9 scenarios suggest the recovery of the world economy after the Coronavirus

On 13 April, the international consulting firm McKinsey drafted a new document to help business leaders understand the emergency situation caused by the COVID-19 and its possible development and support them in taking measures to safeguard their business. Although aimed at businesses in a broad sense, the analysis made can also be applied to the tourism sector as it is inextricably linked to other sectors of the world economy.

The document explores 9 possible scenarios that could occur depending on how the pandemic will be managed, represented by 9 graphs depicting the recovery curve of the world economy. In order to outline these scenarios, the variables taken into consideration by the American society are 2:

  • The spread of the virus and public health responses, a variable divided into 3 degrees of effectiveness;
  • The knock-on effects of the virus and the responses in terms of economic policy, a variable also divided into 3 levels of effectiveness;

Source: COVID-19 Briefing materials: Global health and crisis response, McKinsey, 2020

Two scenarios are subsequently explored.

In scenario A3, where containment of the virus is assumed, the virus continues to spread in the Middle East, Europe and the United States until mid Q2, when the seasonality of the virus combined with an effective public health response significantly reduces the amount of coronavirus cases. In this scenario, the monetary and fiscal policies of Europe and the US would mitigate some of the economic damage, helping to recover by the end of Q2 2020, following the successful containment of the virus.

**Available data:**
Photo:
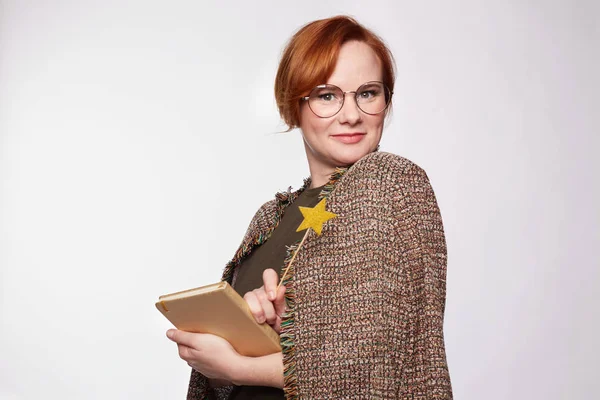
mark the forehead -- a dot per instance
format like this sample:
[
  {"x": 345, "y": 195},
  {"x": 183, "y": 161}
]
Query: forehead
[{"x": 357, "y": 63}]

**Exercise:** Continue the article on McKinsey's recovery scenarios for the world economy after the coronavirus, starting right after its last sentence.

**Task response:**
In scenario A1, where the global economic recovery is assumed to be muted, the virus spreads globally without seasonal decline, overloading the health systems of many countries, especially the poorest, with a large-scale human and economic impact. In this case, the US and Europe are expected to face an estimated decline in GDP of between 35% and 40% at an annualised rate in Q2. Economic policy would fail to prevent rising unemployment and company closures, with a consequent slower recovery even after the virus has been contained.

We at Twissen have observed that, although the travel industry is strongly affected by the current emergency situation, professionals can limit the negative fallout of the pandemic by focusing on proximity targets and communicating effectively with their customers, suppliers and employees on the security measures taken to increase perceived safety, a factor that will be increasingly critical in the travel and tourism industry.